> REQUIREMENT: Only the lines below, from the one with "Target: embroidered vest" through the one with "One marker per instance, written like [(618, 118)].", are to be written out, exactly.

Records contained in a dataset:
━━━━━━━━

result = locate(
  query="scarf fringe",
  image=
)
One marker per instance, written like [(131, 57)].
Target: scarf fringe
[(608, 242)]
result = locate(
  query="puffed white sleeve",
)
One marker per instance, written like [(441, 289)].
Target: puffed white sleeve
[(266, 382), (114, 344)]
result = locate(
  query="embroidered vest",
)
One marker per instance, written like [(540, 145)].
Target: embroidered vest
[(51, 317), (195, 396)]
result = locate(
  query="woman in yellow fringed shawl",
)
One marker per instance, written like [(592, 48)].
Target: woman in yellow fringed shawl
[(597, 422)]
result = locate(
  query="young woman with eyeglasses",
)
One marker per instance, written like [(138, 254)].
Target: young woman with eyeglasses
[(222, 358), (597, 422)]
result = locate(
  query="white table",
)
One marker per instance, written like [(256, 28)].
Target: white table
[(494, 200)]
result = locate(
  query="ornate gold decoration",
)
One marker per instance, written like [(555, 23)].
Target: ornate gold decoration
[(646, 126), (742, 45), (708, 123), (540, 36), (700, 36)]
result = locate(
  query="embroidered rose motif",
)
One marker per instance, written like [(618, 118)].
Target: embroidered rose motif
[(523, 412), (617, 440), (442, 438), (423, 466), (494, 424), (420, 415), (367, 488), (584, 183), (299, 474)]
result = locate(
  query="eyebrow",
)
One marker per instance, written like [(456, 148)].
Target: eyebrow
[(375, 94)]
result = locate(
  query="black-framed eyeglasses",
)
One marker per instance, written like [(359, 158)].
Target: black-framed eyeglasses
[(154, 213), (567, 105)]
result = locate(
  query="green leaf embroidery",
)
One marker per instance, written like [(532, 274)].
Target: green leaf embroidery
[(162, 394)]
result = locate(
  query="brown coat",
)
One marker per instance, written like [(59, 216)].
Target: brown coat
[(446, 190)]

━━━━━━━━

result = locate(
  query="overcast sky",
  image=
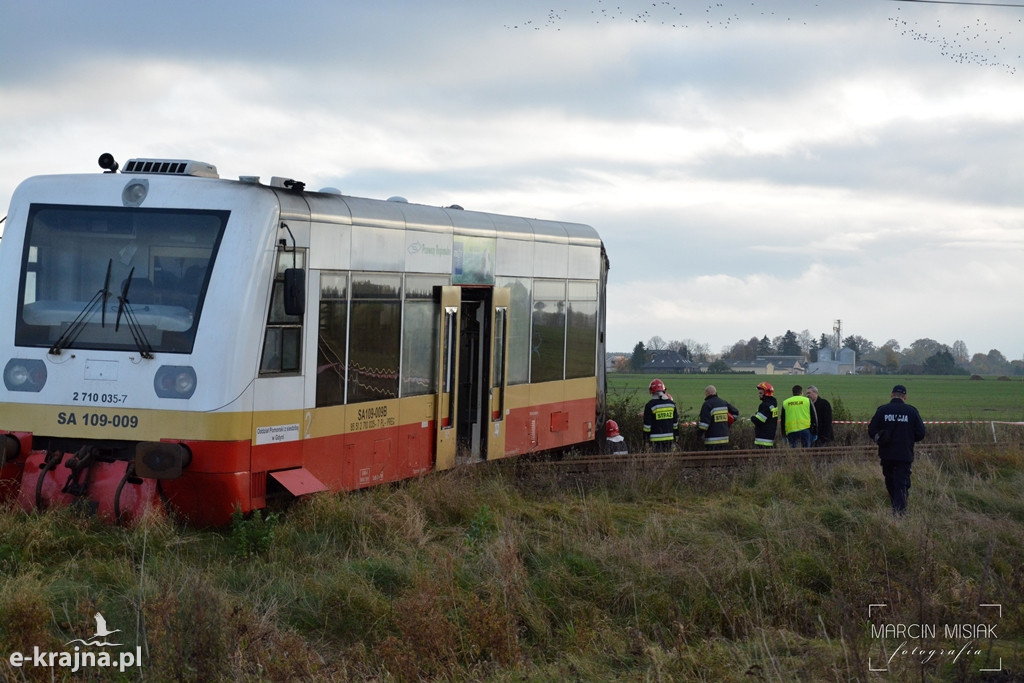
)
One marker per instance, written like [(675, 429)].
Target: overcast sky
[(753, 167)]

━━━━━━━━

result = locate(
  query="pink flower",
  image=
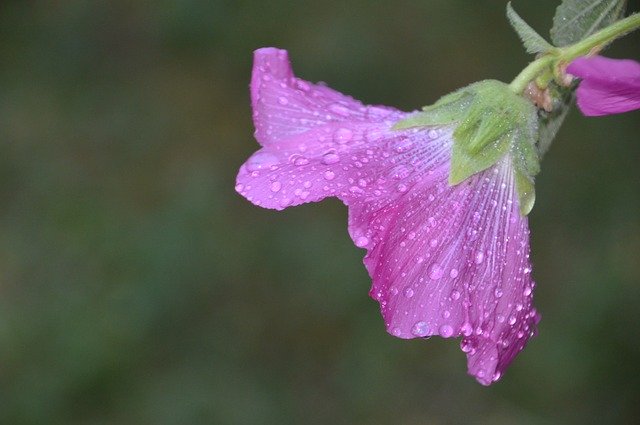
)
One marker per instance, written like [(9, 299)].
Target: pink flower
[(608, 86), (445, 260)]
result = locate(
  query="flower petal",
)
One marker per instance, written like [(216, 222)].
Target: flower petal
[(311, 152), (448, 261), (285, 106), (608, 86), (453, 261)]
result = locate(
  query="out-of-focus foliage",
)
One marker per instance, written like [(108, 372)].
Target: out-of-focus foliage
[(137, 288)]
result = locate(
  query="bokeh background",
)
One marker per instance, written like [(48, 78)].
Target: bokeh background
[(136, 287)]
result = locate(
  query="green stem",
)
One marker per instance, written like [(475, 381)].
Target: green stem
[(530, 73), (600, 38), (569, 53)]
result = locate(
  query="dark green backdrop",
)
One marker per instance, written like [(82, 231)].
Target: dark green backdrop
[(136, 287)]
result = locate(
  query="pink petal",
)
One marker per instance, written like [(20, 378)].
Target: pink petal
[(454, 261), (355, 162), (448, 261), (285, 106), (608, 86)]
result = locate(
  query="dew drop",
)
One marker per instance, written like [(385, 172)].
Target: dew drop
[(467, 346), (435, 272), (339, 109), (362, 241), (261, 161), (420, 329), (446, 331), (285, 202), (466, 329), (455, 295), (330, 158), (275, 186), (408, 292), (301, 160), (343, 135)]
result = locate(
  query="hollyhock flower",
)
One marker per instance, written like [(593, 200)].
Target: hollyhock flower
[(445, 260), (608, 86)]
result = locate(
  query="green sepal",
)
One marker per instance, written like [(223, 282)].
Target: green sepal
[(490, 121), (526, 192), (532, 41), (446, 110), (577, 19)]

━━━━━━━━

> ANSWER TO THE EXERCISE:
Target: embroidered vest
[(51, 317), (195, 396)]
result = locate(
  query="woman in yellow fringed shawl",
)
One marker per instance, written like [(592, 48)].
Target: woman in yellow fringed shawl
[(597, 422)]
result = locate(
  query="young woman with eyeglasses",
)
One marker per instance, written like [(138, 254)].
Target: young woman with eyeglasses
[(222, 358), (597, 422)]
result = locate(
  query="white table",
)
One marker per instance, written like [(256, 28)].
Target: white table
[(494, 200)]
result = locate(
  query="ornate gold decoration",
)
One marker per instance, written like [(555, 23)].
Target: ornate gold decoration
[(646, 126), (742, 45), (708, 123), (540, 36), (700, 36)]
result = locate(
  query="embroidered rose motif",
)
One marker per instance, written like [(618, 118)].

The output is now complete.